▶ _What the exercise asks_
Exclude the pictures and set down, unaltered, the lines from the one that holds "Hand the service" through the end of the data.

(Data items)
**********

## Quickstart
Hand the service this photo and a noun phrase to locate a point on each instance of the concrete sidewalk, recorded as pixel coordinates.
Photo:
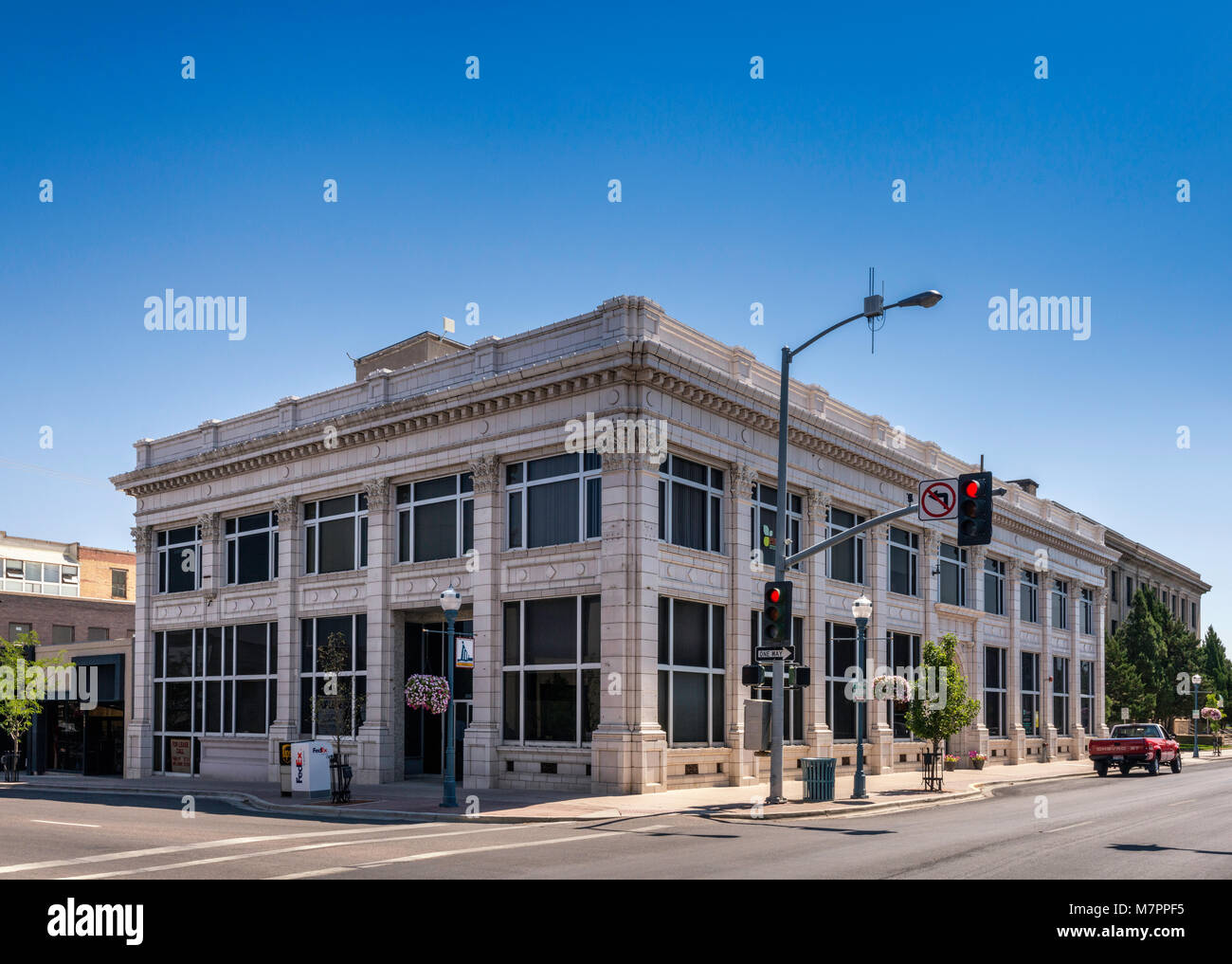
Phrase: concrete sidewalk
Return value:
(419, 799)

**********

▶ _Your response_
Hand the service this photo and a noun phrase to locate a point on each instance of the concrete sidewalk, recorded as pixel coordinates.
Photo:
Phrase: concrete sidewalk
Return value:
(419, 799)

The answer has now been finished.